• GIVEN PASSAGE:
I'm also interested in the qualifications matter, which Pragmatist highlighted again.
It seems as if Roger's first degree was in Classics. Not very close to the biological sciences, really, and I'd be surprised if the courses awarded any cross-credits. However, immediately after gaining this degree he seems to have been accepted for a two-year course in some sort of biological sciences, hard to tell exactly what, and indeed in the early 1960s some of these subject designations were probably different from today. For example, I don't think "molecular biology" had even been invented as a subject that far back.
Roger tells us that he got an upper second in his Classics degree. Good for him. Upper second is creditable, in many subjects firsts are very hard to come by and you have to be genius level to aspire to one. However, he just says that he got a "second" in his biological course. Now why miss out the important bit? Was it a 2.2, Roger? Did you get a Desmond? (You need at least a 2.1 to be accepted for most postgraduate courses and degrees.)
Given Cambridge's odd degree system (I know something about this as I have a friend who has an MA in Physics from Oxford, which strikes me as wholly bizarre, funny, he works for a mobile phone company....), I'm prepared to believe that the biological science degree might be equivalent to a BSc, but having said that, the two-year duration of study seems peculiar given that he seems to have had no science credits prior to this point.

• INFORMATION SHOWN:
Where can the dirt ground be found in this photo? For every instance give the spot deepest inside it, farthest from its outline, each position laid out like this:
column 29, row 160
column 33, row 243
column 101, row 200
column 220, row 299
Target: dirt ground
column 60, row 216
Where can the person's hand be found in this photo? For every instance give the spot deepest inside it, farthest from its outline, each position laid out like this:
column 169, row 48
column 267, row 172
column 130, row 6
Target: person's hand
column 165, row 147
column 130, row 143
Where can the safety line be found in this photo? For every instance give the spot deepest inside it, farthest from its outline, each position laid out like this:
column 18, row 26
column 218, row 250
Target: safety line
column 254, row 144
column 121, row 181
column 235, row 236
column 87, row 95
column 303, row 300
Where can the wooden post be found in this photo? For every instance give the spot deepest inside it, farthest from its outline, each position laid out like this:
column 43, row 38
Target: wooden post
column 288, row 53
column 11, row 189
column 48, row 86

• APPLY WHAT YOU READ:
1. Answer these about the passage on Roger's degrees:
(a) In what subject was Roger's first degree?
(b) What class of degree does the writer say is needed for most postgraduate courses?
(c) What degree does the writer's friend hold from Oxford?
2. Please pick up the passage on Roger's degrees after its last sentence and continue it.

• RESULTS FOR EACH TASK:
1.
(a) Classics
(b) At least a 2.1
(c) An MA in Physics

2.
Whatever, a two-year course in some aspect of biological sciences, in 1960-62, doesn't strike me as hugely impressive, even if it was at Fen Poly.
We've heard about the Environmental Management MA, a modular degree from the University of Wales, collect the credits in your own time, looks very worthy, but none of it looks very much like providing the entrée to the Pasteur Institute or the Karolinska Institute or wherever.
Now the IoB stuff. I'd be the first to admit that membership of the IoB is much more who you know than what you know. So long as you have some sort of biological qualification, and can reasonably lay claim to have worked in the field for a few years (two, I think), and you can find a couple of existing members to put in a good word for you, well, welcome. They run little recruiting drives every now and again, asking members if they know anyone they work with who might like to join. And isn't that nice, you get some letters to stick after your name for no extra work, well, I've got them too but I don't have many illusions about how much ice they cut.
There's no doubt Roger could be made to look as if he had the qualifications they require for Membership status, and so long as nobody enquired to closely about just what he was up to and the plausibility of the theories he was spouting (and whether he was selling anything bogus), it probably got the nod all right.
If he's active in the IoB at local level in Wales, I'd be interested to know just how much the other members know about what he's up to. Since he seems to believe sincerely that he's right, and isn't hiding it, I'd imagine they do know. Why do they condone it? Don't know. Maybe he really does some work, and as we all know, someone prepared to work in a voluntary organisation isn't to be offended lightly. Do the PtB in the IoB know, however?
I wonder.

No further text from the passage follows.